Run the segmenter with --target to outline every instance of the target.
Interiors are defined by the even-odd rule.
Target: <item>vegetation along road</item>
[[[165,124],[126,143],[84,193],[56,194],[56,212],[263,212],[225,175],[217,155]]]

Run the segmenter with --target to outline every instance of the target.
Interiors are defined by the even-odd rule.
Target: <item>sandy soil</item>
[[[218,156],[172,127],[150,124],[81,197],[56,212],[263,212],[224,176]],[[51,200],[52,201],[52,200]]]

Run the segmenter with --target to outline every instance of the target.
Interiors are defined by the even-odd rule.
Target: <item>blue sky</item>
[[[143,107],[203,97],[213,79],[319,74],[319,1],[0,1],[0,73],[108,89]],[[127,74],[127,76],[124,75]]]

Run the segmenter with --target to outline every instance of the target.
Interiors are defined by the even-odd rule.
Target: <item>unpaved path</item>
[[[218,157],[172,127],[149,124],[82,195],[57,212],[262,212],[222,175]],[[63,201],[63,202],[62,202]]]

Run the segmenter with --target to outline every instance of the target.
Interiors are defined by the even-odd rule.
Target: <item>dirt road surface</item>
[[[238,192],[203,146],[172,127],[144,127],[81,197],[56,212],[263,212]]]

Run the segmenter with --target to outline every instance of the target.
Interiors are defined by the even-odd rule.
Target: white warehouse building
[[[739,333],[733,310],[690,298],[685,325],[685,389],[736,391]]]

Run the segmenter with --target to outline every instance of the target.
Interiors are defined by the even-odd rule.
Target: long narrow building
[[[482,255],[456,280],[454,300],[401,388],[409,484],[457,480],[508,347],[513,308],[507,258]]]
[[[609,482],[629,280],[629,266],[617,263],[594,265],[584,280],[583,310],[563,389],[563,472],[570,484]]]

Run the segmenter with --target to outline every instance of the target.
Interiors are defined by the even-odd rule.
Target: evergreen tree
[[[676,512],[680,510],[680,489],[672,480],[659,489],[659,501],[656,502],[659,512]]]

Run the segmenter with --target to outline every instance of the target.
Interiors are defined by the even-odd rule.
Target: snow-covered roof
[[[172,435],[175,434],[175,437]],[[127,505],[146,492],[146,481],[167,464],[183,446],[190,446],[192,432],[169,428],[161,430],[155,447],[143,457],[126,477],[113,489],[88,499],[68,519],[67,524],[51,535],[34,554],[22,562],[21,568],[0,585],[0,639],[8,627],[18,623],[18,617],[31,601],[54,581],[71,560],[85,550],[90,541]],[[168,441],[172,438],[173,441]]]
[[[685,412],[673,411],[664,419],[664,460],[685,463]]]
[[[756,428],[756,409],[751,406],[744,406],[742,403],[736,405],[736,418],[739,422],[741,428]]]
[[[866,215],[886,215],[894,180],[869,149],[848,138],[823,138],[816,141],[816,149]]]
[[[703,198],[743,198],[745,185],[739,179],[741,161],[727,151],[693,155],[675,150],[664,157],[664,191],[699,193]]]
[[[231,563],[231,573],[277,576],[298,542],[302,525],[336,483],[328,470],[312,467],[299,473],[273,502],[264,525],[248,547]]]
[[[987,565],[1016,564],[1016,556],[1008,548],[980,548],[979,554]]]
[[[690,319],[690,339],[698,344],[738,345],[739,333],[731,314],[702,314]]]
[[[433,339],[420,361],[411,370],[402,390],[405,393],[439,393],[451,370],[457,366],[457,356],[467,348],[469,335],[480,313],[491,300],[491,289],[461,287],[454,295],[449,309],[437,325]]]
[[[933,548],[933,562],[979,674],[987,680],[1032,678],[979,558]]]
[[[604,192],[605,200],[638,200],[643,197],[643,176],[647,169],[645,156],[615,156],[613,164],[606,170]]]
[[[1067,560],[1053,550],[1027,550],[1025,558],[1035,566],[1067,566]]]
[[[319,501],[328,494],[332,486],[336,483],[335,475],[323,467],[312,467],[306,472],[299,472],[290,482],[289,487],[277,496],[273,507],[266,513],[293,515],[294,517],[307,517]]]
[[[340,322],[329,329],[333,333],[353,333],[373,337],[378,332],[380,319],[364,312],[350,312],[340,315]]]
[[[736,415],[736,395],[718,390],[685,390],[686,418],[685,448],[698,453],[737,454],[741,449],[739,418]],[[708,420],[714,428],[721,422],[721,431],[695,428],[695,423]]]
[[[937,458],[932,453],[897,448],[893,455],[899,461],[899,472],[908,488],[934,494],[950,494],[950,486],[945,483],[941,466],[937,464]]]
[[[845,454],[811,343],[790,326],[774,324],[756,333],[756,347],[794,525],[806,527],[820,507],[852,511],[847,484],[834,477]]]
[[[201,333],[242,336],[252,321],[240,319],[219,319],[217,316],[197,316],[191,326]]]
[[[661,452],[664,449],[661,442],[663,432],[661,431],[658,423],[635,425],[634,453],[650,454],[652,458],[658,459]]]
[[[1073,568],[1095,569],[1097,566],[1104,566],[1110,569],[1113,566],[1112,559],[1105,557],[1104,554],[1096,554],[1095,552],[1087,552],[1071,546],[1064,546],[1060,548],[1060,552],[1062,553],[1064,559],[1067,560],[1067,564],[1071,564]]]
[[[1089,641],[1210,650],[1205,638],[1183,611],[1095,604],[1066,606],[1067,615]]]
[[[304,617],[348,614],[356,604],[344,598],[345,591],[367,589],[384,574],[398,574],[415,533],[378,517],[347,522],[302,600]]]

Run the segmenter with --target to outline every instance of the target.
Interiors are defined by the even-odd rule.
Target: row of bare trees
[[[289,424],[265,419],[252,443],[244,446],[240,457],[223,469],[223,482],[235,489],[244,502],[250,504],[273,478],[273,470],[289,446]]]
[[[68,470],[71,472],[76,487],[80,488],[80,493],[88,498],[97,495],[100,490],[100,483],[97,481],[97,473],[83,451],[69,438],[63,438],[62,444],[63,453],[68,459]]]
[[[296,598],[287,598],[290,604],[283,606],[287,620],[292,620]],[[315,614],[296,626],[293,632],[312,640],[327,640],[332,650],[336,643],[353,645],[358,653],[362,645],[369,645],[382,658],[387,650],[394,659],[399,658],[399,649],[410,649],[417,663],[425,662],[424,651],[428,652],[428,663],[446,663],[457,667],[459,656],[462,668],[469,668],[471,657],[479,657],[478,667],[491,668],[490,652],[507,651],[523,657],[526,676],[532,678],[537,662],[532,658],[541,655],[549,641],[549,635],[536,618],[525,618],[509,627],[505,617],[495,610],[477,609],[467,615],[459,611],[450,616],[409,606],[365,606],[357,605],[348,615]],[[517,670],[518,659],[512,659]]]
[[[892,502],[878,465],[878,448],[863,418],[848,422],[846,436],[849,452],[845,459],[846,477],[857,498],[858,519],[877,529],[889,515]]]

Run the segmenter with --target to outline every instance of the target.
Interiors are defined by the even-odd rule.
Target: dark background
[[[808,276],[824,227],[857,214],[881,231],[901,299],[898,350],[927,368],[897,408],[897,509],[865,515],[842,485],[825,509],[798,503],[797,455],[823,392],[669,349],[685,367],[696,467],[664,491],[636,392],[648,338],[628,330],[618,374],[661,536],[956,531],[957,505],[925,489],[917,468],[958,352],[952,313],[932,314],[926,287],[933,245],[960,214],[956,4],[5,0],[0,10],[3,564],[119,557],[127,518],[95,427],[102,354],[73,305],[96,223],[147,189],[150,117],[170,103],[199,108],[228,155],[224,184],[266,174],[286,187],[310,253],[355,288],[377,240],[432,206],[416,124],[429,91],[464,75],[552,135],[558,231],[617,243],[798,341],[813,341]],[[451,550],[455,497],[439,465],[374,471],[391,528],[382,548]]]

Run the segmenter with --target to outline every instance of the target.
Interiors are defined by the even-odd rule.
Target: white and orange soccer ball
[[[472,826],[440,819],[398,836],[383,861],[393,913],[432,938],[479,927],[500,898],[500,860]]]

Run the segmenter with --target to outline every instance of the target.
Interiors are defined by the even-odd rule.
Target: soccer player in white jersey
====
- **Task to complete**
Copy out the items word for word, from the first line through the line containing "[[[739,333],[733,310],[690,298],[685,325],[685,389],[736,391]]]", including that line.

- **Response**
Run the segmenter with --target to outline every instance of the target.
Interiors are defined by the even-odd rule.
Target: <item>vegetation along road</item>
[[[165,124],[126,143],[84,193],[56,194],[56,212],[263,212],[225,175],[217,155]]]

Run the segmenter with --target to outline every instance of the target.
Interiors are defined by the even-odd rule.
Target: <item>sandy soil</item>
[[[218,156],[172,127],[150,124],[81,197],[56,212],[263,212],[224,176]],[[51,200],[52,201],[52,200]]]

Run the segmenter with --target to outline every instance of the target.
Interiors are defined by the even-odd rule.
Target: <item>blue sky</item>
[[[143,107],[203,97],[213,79],[319,74],[319,1],[0,1],[0,73],[108,89]],[[127,74],[127,76],[124,75]]]

Run the segmenter with --target to outline every instance of the target.
Interiors are defined by the even-odd rule.
Target: <item>unpaved path</item>
[[[218,157],[172,127],[149,124],[82,195],[57,212],[262,212],[222,175]],[[63,201],[63,202],[62,202]]]

Run the segmenter with --target to outline every instance of the target.
Interiors are defined by the even-odd rule.
Target: <item>dirt road surface</item>
[[[238,192],[203,146],[172,127],[144,127],[81,197],[56,212],[263,212]]]

Run the segmenter with --target to outline every instance of the target.
Interiors are defined by the even-odd rule.
Target: white warehouse building
[[[739,333],[733,310],[690,298],[685,325],[685,389],[736,391]]]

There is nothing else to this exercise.